*** Opening of Passage for review ***

Schema of how myeloid chimeric antigen receptor T cell therapy can be used in a novel conditioning regimen as a way to induce anti-leukemic activity and myeloablation.

CART cells as a bridge to transplantation

Allo-HCT is largely ineffective for patients with refractory or active disease at the time of transplant. CART cells may be an effective way to induce remission and serve as a “bridge to transplant” that potentially could improve outcome of HCT for these patients. As an example, 17 out of 20 pediatric patients at the NIH that achieved MRD negative disease received allogeneic transplantation with no subsequent relapses observed. ¹⁵ Many other patients with refractory ALL were able to undergo successful allo-HCT at other centers as well^{13, 16, 58} as highlighted in Table 1. It is important to highlight that we do not yet know if going into transplant with a CR induced with CART cells in previously refractory patients carries the same prognostic significance of CR induced by conventional chemotherapy.

CART cells instead of allogeneic transplantation

Allo-HCT has well known acute and long-term complications, and even long-term survivors who have no other typical side effects have accelerated ageing.⁷⁶ The question whether consolidation allogeneic transplantation is required to maintain remissions induced by CART19 in ALL or CLL remains largely unanswered. No relapses were observed in CLL patients achieving a CR after 4-1BB co-stimulated CART19 therapy at the University of Pennsylvania, suggesting that in this group of patients a consolidation allo-HCT might not be required.^{14, 77} This group of patients is identified by having prolonged persistence of CART cells and prolonged (likely longer than 6 months) B cell aplasia. Similarly, of the 53 ALL patients treated at CHOP, only 6 received consolidation allo-HCT and some patients remain in durable remissions.⁵⁹ A total of 20 relapses were reported and three of these relapses were after transplantation, and thus relapses were not less frequent in patients undergoing allo-HCT.⁵⁹ The observation of relapses despite allo-HCT questions the appropriate timing of transplantation after CART19 in this setting. As loss of CART cell persistence or loss of B cell aplasia appears to presage relapse, a reasonable strategy would be to closely monitor patients and transplant at early signs of loss of CART cells or B-cell recovery. The group at MSKCC analyzed the outcomes of adult ALL patients treated with CART-19 based on whether or not a follow up allo-HCT was performed. Based on the updated results, 13 of 37 patients underwent allo-HCT after achieving a CR. The 6-month OS did not differ significantly between patients who underwent allo-HCT (79%) and those who did not (80%). ⁵⁸ Given this was not a randomized trial, it is impossible to ascertain whether patients that were thought to be at higher risk of relapse were amongst those who were treated with a consolidative allo-HCT.

*** Close of Passage for review ***
*** Opening of Dataset entries ***

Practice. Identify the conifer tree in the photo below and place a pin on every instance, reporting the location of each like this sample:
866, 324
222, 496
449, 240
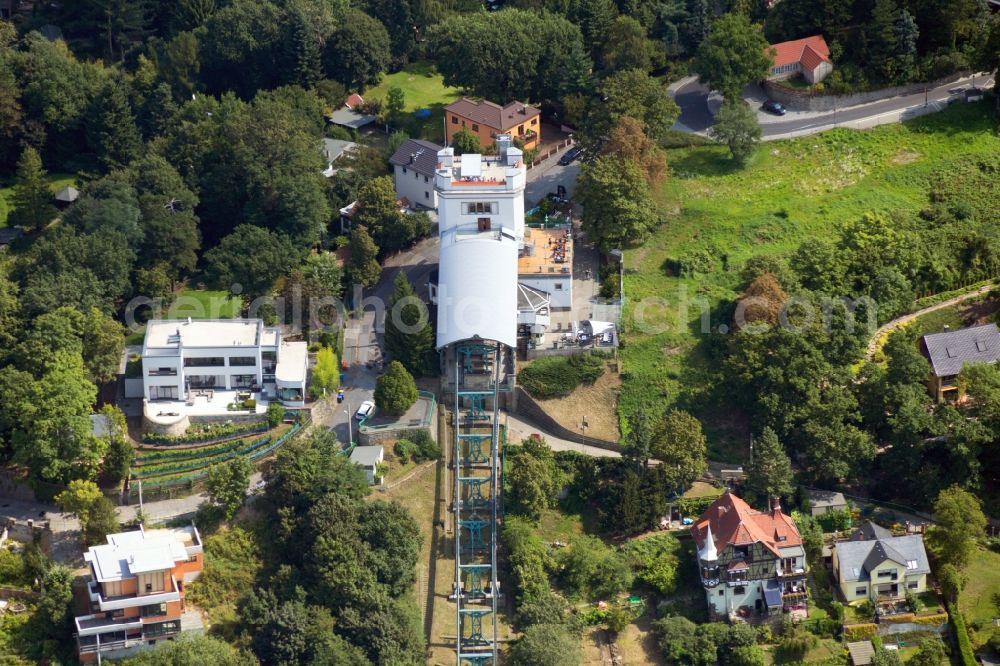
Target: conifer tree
111, 128
32, 201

*** Close of Dataset entries ***

Activity 1:
Answer these questions from the passage on CART cells and allogeneic transplantation:
(a) Of the 20 pediatric patients at the NIH who achieved MRD negative disease, how many received allogeneic transplantation?
(b) Of the 53 ALL patients treated at CHOP, how many received consolidation allo-HCT?
(c) At MSKCC, what was the 6-month OS for patients who underwent allo-HCT and for those who did not?
Activity 2:
Translate this sentence from the passage on CART cells and allogeneic transplantation into Spanish: "Allo-HCT is largely ineffective for patients with refractory or active disease at the time of transplant."
Activity 3:
Reproduce the portion of the passage on CART cells and allogeneic transplantation between "CART cells as" and "by conventional chemotherapy.", inclusive, substituting "response" for "remission".
Rely solely on the passage on CART cells and allogeneic transplantation, not on the data.

Response 1:
(a) 17
(b) 6
(c) 79% for those who underwent allo-HCT and 80% for those who did not

Response 2:
El allo-HCT resulta en gran medida ineficaz en pacientes con enfermedad refractaria o activa en el momento del trasplante.

Response 3:
CART cells as a bridge to transplantation

Allo-HCT is largely ineffective for patients with refractory or active disease at the time of transplant. CART cells may be an effective way to induce response and serve as a “bridge to transplant” that potentially could improve outcome of HCT for these patients. As an example, 17 out of 20 pediatric patients at the NIH that achieved MRD negative disease received allogeneic transplantation with no subsequent relapses observed. ¹⁵ Many other patients with refractory ALL were able to undergo successful allo-HCT at other centers as well^{13, 16, 58} as highlighted in Table 1. It is important to highlight that we do not yet know if going into transplant with a CR induced with CART cells in previously refractory patients carries the same prognostic significance of CR induced by conventional chemotherapy.